::: RAW DATA :::

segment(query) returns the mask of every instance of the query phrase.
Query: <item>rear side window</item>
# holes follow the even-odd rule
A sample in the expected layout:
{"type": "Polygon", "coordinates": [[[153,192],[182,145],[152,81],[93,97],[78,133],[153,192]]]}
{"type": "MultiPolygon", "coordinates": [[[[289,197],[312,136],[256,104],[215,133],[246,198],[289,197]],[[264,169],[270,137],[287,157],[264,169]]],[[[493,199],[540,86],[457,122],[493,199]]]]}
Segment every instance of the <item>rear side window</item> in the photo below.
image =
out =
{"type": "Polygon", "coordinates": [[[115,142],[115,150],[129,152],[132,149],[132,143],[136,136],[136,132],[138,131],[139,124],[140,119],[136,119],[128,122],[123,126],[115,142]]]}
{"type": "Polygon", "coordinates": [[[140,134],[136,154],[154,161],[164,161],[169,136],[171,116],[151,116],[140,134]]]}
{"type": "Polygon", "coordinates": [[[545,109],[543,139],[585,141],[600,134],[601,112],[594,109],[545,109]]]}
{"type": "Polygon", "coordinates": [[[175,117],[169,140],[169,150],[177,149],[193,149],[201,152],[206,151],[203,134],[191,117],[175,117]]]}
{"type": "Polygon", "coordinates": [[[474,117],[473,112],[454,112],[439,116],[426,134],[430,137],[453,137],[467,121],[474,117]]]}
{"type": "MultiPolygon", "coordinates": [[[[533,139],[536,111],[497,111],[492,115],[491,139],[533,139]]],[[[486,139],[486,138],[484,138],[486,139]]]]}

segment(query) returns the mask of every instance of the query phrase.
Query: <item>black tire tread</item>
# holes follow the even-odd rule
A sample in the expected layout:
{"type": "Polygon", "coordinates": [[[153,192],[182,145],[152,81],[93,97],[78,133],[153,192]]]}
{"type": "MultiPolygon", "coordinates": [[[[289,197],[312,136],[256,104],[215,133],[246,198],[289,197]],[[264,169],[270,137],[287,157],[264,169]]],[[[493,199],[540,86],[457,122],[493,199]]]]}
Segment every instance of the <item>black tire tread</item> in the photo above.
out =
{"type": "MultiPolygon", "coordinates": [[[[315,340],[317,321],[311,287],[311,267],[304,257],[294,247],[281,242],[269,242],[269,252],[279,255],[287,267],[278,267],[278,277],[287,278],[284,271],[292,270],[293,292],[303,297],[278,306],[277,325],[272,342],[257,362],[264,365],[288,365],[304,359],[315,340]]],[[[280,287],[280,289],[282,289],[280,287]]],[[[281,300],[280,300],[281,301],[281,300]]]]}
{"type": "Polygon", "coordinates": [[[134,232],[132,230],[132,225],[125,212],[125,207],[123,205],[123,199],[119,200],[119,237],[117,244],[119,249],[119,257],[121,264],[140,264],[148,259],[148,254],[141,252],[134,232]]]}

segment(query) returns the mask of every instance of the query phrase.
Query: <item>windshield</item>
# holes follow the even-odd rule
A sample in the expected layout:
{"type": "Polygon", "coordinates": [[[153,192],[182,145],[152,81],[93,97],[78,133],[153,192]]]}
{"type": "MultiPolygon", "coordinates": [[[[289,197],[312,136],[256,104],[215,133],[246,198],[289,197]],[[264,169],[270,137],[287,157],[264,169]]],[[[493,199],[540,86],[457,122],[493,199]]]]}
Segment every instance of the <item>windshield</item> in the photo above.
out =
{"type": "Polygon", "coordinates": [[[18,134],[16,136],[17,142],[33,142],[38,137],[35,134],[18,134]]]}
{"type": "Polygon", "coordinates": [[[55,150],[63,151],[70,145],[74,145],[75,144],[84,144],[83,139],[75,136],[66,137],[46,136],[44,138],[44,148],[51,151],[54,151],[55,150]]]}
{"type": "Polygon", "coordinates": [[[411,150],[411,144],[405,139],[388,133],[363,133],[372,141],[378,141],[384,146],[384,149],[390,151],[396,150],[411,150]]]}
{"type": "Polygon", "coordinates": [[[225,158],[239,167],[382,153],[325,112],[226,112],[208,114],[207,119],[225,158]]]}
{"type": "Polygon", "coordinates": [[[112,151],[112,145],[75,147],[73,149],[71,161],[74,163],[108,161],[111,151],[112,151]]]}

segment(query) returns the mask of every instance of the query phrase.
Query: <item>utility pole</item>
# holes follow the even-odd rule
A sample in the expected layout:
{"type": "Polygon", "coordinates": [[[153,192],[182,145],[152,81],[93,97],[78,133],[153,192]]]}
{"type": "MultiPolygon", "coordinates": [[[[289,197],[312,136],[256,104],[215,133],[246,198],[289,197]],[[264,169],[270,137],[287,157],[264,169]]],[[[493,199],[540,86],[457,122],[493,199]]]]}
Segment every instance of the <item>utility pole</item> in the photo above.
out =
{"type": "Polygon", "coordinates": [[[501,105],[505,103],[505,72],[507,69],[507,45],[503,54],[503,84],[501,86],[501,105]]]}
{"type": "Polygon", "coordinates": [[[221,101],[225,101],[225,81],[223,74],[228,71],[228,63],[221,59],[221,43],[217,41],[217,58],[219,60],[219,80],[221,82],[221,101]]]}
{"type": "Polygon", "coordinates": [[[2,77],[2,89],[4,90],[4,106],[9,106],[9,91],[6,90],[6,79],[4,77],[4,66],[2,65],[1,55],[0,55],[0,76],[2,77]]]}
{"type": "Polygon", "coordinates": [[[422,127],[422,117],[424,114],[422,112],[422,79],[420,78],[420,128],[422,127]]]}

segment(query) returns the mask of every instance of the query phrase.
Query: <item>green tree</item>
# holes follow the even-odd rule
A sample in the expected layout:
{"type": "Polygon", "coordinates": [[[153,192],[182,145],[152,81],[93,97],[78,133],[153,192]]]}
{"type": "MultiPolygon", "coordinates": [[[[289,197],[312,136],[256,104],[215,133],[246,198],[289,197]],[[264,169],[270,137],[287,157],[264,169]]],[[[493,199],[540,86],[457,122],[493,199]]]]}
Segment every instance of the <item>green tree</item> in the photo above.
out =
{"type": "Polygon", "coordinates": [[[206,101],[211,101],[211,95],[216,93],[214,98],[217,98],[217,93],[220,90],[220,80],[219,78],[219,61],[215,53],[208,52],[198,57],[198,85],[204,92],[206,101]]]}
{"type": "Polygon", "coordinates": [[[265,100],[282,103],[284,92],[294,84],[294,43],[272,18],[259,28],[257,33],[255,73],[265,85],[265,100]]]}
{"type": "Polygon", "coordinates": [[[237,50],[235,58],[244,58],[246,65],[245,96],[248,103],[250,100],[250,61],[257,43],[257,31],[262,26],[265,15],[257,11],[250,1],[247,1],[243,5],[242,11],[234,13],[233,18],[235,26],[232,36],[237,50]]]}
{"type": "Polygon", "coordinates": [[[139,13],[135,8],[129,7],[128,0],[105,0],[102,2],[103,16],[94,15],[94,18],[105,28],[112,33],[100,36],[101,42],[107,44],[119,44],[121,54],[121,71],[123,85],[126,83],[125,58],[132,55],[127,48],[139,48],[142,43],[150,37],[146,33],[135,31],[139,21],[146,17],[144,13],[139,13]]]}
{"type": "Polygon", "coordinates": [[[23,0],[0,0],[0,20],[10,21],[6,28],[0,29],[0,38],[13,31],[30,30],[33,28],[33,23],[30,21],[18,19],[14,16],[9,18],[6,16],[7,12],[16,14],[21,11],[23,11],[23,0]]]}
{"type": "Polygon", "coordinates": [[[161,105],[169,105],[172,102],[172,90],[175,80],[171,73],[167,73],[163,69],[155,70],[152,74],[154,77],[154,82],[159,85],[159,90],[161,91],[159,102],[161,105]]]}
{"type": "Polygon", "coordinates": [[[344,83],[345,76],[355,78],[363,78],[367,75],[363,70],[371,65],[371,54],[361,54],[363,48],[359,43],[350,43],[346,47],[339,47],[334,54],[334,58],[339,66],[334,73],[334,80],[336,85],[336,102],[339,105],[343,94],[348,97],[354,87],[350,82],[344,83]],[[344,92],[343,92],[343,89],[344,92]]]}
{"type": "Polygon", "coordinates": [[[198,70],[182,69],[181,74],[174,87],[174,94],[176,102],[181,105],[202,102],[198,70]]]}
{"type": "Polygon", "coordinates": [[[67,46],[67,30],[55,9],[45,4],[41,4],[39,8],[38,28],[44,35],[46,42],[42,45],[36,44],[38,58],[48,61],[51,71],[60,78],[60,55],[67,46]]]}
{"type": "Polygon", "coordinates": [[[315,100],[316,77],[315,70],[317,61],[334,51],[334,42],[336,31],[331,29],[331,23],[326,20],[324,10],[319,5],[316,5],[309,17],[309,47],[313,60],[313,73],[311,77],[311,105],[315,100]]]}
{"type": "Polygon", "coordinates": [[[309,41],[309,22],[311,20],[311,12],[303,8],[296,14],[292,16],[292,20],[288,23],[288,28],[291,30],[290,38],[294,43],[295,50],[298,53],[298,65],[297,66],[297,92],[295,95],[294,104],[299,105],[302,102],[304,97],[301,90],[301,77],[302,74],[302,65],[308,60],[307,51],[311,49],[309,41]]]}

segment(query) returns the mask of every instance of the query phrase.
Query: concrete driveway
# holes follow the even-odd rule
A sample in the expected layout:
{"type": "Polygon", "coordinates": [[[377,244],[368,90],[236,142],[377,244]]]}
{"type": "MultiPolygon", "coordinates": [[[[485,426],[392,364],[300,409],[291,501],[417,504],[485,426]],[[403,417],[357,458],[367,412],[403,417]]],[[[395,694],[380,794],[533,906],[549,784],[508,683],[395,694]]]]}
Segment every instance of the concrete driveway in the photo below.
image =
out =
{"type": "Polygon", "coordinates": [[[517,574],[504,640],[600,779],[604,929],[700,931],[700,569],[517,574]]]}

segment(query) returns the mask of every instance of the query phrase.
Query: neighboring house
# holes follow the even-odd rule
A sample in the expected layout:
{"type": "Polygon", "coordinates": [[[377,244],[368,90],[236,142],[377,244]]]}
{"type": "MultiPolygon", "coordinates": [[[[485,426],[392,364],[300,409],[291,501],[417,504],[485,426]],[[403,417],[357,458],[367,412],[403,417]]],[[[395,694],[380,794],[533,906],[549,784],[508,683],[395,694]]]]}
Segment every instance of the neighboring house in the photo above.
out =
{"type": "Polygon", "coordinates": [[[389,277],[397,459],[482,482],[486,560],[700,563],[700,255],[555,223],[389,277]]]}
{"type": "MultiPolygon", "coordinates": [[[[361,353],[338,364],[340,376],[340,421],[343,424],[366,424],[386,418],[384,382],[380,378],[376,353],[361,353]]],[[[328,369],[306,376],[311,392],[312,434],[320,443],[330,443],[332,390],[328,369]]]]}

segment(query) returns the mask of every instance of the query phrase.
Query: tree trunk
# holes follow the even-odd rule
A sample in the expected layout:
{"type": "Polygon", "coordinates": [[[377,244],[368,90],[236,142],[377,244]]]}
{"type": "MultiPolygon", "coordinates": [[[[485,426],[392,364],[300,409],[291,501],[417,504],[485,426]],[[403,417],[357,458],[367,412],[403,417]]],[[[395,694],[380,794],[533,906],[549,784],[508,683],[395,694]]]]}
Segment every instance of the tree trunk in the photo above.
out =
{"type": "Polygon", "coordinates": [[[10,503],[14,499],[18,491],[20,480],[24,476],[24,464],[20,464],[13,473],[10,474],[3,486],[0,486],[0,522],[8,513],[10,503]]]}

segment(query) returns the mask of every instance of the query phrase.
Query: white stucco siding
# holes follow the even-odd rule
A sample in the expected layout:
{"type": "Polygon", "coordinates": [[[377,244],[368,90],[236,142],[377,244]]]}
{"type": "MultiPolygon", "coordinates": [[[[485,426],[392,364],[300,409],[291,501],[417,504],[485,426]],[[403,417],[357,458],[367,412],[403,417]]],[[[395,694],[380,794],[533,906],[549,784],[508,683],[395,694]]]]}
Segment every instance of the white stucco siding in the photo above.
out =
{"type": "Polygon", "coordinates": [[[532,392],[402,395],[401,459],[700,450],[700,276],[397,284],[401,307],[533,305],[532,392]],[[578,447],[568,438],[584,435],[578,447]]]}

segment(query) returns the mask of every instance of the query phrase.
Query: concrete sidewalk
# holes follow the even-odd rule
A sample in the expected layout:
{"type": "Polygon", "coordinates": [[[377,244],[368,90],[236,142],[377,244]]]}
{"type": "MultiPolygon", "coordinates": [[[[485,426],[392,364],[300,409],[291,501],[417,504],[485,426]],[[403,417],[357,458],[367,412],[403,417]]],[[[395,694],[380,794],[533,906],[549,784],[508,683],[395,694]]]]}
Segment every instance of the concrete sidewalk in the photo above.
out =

:::

-- REQUIREMENT --
Collect every line of the records above that contains the word "house". Case counts.

-- SOLUTION --
Query: neighboring house
Segment every instance of the neighboring house in the photo above.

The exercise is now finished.